Count the lines below that contain the word "black" and reply with only that number.

— BEGIN —

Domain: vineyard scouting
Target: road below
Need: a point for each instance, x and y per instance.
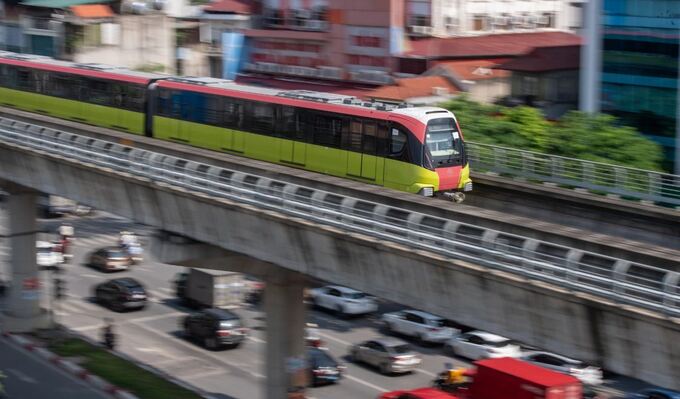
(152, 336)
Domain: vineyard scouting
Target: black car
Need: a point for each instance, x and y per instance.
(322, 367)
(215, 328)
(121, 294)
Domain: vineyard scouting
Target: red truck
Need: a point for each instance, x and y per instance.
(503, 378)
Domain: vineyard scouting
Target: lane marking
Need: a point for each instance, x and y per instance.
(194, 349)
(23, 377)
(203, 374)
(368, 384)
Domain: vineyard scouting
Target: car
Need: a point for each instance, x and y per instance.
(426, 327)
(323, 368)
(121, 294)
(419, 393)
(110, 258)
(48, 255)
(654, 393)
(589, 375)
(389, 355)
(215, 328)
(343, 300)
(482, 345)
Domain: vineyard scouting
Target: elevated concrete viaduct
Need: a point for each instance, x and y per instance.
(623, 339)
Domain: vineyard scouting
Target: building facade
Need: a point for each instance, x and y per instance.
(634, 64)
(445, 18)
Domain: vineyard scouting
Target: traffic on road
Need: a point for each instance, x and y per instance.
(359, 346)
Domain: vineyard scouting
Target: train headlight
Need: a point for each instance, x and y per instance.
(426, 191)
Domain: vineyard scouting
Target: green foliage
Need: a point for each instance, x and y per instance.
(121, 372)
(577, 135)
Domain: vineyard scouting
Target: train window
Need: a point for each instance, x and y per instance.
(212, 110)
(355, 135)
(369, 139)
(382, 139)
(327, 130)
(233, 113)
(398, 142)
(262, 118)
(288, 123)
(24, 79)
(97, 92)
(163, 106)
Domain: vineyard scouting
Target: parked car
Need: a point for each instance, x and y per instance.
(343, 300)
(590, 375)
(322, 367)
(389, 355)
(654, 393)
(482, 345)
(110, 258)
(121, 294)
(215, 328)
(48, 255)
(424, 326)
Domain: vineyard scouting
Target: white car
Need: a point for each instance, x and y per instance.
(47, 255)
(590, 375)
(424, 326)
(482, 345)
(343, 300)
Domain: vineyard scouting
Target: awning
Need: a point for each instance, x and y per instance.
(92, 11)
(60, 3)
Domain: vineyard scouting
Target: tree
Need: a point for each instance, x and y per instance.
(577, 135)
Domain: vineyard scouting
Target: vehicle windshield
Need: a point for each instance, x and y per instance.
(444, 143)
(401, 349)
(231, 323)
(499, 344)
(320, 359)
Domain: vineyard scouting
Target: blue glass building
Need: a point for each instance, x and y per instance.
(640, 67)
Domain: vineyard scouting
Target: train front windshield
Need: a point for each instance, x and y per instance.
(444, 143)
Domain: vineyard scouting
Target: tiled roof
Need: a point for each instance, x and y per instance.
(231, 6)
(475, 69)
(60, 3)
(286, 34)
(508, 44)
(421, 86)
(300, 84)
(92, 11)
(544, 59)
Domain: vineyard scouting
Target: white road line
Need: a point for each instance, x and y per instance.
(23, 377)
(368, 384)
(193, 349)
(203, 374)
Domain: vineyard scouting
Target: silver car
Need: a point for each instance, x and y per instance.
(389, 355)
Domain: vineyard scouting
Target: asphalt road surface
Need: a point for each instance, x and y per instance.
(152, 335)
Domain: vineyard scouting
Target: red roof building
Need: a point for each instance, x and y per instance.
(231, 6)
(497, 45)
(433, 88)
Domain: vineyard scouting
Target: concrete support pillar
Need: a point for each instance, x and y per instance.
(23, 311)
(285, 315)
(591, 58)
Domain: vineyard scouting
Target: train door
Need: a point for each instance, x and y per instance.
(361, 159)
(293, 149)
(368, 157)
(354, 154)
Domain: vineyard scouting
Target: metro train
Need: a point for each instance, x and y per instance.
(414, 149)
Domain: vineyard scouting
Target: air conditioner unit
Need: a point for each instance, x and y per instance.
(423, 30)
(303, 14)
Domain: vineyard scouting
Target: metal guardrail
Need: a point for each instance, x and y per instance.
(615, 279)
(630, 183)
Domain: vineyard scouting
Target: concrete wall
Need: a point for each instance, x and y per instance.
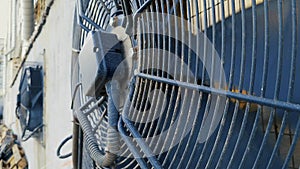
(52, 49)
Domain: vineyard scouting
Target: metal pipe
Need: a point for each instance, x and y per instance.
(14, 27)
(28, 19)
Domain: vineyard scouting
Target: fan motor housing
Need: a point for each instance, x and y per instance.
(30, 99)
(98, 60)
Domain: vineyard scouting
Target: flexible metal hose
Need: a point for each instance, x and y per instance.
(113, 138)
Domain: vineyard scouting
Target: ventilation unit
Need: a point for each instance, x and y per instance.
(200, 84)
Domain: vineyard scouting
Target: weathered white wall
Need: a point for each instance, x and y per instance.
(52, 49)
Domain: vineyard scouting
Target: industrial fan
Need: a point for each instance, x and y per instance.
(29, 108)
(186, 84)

— END —
— BEGIN —

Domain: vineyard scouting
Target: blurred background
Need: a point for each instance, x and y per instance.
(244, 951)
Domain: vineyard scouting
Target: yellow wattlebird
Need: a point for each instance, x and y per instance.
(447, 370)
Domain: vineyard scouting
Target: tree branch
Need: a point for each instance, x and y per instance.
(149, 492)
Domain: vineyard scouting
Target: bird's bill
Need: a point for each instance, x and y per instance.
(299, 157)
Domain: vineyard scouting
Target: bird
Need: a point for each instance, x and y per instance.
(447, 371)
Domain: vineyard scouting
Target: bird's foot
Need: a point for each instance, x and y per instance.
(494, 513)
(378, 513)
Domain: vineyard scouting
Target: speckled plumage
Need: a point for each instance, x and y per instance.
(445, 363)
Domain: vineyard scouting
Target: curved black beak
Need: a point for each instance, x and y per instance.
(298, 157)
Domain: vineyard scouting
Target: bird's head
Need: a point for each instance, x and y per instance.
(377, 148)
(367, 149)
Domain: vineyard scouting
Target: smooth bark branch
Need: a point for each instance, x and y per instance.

— END —

**Output below**
2